A low-key consciousness raiser, more about the fun (and value) of measuring than the importance of accurate results.

An invitation to compare heights, lengths, weights, temperatures, and other relative measures in this German import.

Focusing largely on observations of the natural world, a mix of questions and facts (“Try counting your teeth. How many are there?…Did you know that [adult] humans have the same number of teeth as a cow?”) spurs reflection as well as chuckles. The ruminative tone of the narrative is echoed in the China-born illustrator’s cleanly drawn, serigraphic-style illustrations, which feature serene-looking animals, twisting lines in a 5,000-year-old pine or the tentacles of a colossal squid, and light- or dark-skinned adults and children, all posed in conjunction on pale-hued, plain backgrounds. Though the language is sometimes confusingly imprecise (it is unclear what is being measured in a claim that an albatross’s wingspan is “2.5 times their average height” or a small dinosaur’s “length” compared to a supposedly larger mountain goat that is visibly shorter in the picture), the actual units of measure are plainly intended as averages rather than exact figures. Those units (mostly English) are accurate enough in general and sometimes amusingly unconventional to boot: A goliath beetle larva, for instance “weighs more than a bar of chocolate,” and a red deer’s time in the 100-meter dash easily outpaces Usain Bolt’s. A final observation that there are many “surprising things big and small” in the world makes a properly open-ended concluding promise.

#### DATA ROWS:
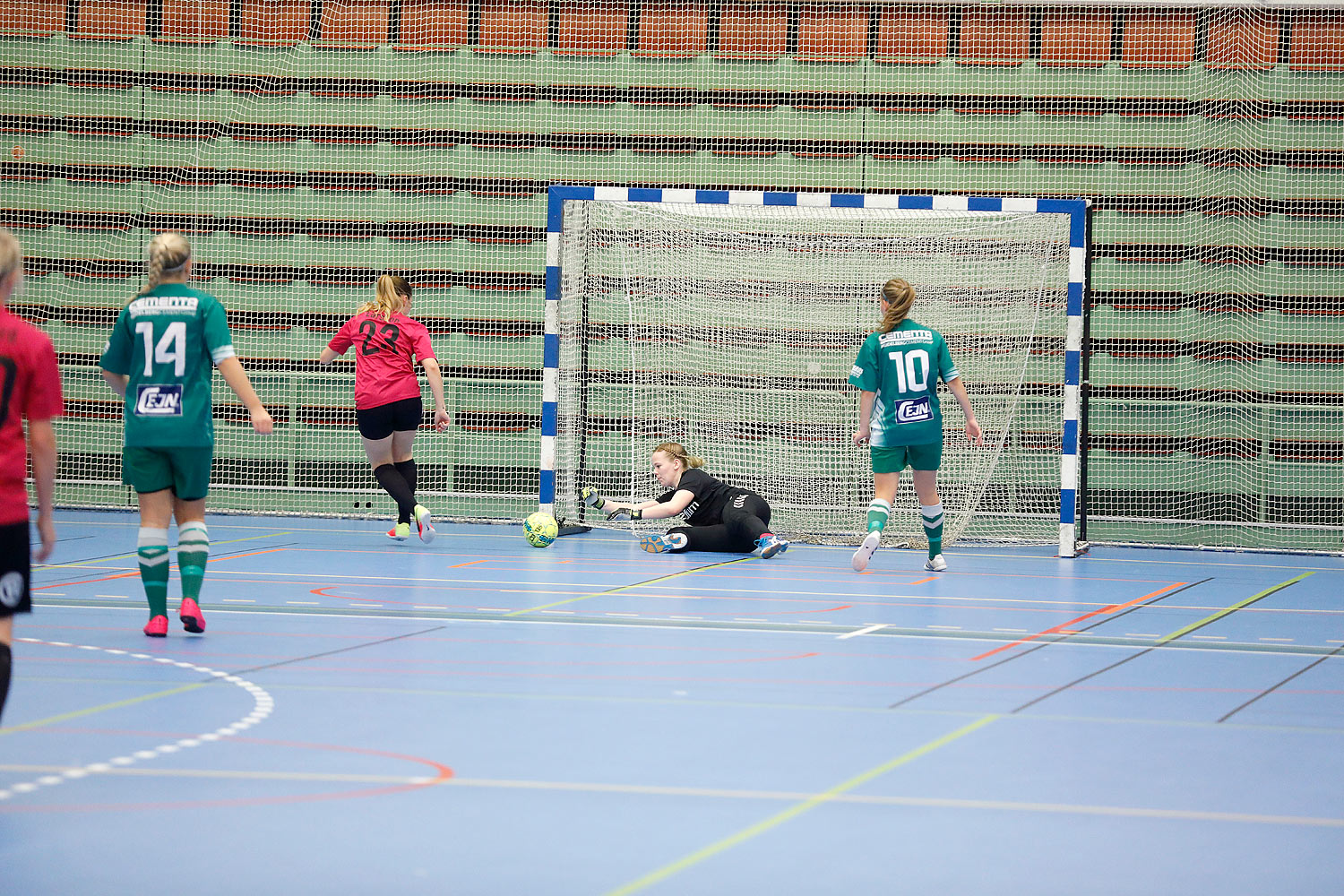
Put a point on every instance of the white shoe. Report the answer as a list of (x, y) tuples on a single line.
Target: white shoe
[(660, 543), (768, 546), (866, 551)]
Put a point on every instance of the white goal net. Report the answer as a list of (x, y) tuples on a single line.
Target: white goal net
[(733, 328)]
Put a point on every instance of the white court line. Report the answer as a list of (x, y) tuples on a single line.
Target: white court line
[(857, 632), (581, 589), (263, 705)]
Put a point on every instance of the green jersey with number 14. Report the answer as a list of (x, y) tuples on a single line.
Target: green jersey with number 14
[(168, 343), (903, 367)]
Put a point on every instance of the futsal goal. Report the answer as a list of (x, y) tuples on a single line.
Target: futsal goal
[(728, 322)]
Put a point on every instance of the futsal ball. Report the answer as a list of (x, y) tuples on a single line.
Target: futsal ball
[(540, 530)]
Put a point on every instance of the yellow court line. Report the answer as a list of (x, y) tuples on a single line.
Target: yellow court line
[(126, 556), (77, 713), (793, 812), (624, 587), (1225, 611)]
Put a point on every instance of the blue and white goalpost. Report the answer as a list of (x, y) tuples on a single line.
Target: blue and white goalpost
[(728, 322)]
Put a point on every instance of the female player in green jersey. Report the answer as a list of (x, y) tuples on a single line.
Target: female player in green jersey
[(160, 359), (897, 374)]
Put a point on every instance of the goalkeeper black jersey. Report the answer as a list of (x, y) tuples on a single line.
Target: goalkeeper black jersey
[(711, 495)]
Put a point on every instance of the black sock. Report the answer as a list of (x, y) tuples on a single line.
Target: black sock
[(5, 659), (408, 470), (394, 484)]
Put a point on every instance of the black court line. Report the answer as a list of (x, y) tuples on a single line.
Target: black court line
[(1271, 689), (1043, 645)]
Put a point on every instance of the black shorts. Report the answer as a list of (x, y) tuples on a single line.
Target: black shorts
[(13, 570), (397, 417)]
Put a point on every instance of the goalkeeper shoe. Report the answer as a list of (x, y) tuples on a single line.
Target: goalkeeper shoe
[(870, 546), (424, 522), (193, 619), (660, 543)]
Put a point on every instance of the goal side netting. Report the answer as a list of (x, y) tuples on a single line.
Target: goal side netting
[(731, 328)]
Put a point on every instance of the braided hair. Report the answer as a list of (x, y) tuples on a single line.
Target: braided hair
[(168, 253), (392, 297), (677, 452), (900, 296)]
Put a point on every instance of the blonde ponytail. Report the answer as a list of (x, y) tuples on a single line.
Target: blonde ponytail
[(11, 254), (167, 254), (900, 296), (390, 298), (677, 452)]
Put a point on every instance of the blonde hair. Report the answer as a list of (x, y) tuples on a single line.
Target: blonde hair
[(11, 253), (900, 296), (677, 452), (392, 297), (167, 253)]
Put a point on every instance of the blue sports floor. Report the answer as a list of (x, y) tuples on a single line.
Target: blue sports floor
[(480, 718)]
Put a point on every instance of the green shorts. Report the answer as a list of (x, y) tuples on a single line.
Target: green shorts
[(185, 470), (894, 458)]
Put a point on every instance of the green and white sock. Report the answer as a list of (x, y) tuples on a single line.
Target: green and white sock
[(152, 552), (193, 554), (878, 513), (932, 514)]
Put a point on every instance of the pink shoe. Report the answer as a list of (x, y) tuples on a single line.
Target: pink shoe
[(193, 619)]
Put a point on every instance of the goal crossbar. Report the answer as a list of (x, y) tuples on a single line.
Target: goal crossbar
[(1070, 429)]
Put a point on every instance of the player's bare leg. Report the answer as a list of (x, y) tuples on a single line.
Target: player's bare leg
[(403, 460), (379, 452), (193, 555)]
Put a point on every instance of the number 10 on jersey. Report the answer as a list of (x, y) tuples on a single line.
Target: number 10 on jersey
[(911, 370)]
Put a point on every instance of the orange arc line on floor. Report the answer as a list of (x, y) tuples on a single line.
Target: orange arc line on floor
[(126, 575), (1062, 627)]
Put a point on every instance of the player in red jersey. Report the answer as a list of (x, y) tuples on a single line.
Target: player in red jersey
[(387, 394), (30, 387)]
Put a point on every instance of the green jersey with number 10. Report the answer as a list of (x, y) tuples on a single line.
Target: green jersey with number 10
[(903, 367), (168, 343)]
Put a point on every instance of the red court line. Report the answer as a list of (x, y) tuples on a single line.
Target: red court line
[(443, 774), (1064, 626)]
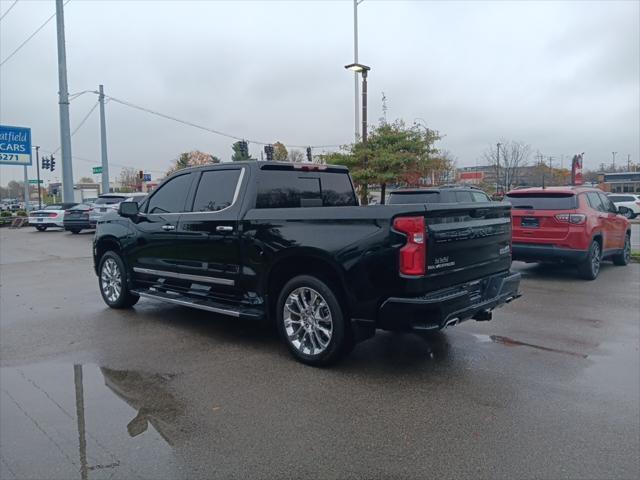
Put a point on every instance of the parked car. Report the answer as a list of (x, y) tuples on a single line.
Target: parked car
[(50, 216), (289, 243), (452, 194), (109, 202), (78, 218), (628, 203), (576, 225)]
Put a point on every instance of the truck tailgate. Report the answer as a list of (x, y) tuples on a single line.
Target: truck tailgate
[(466, 241)]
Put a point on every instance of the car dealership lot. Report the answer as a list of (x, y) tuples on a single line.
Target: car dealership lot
[(548, 389)]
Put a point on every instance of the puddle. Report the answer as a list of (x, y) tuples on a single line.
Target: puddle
[(87, 422), (509, 342)]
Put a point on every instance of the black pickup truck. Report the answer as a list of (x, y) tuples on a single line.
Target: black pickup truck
[(289, 243)]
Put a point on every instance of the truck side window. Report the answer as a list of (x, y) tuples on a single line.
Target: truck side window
[(607, 204), (171, 196), (216, 190), (281, 189), (595, 202), (464, 197)]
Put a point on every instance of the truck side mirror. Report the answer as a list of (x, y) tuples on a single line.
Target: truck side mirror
[(128, 209)]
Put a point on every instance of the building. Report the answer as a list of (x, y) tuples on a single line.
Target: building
[(621, 182)]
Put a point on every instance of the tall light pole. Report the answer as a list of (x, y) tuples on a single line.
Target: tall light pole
[(63, 101), (355, 75), (103, 143), (498, 167), (364, 70), (37, 147)]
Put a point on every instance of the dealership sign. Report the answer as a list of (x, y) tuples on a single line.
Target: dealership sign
[(15, 145)]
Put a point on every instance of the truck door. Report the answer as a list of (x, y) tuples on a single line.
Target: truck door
[(208, 234), (154, 255), (616, 224)]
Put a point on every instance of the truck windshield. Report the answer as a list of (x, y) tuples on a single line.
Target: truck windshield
[(284, 189), (546, 201), (109, 200)]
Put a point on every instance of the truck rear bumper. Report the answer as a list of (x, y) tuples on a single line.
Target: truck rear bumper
[(442, 308), (550, 253)]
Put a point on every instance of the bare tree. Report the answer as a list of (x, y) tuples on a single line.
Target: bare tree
[(513, 156), (296, 156)]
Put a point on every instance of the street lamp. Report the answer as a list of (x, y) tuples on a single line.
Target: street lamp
[(362, 69)]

#### EXERCISE SET:
a - In the review, what is a goliath beetle larva said to weigh more than?
b - Please repeat the stretch of the review from "A low-key consciousness" through "this German import.".
c - Why does the review call the book's language sometimes confusingly imprecise?

#### FINAL ANSWERS:
a - A bar of chocolate.

b -
A low-key consciousness raiser, more about the fun (and value) of measuring than the importance of accurate results.

An invitation to compare heights, lengths, weights, temperatures, and other relative measures in this German import.

c - It is unclear what is being measured in some claims. For example, an albatross's wingspan is called "2.5 times their average height," and a small dinosaur's "length" is compared to a supposedly larger mountain goat that looks shorter in the picture.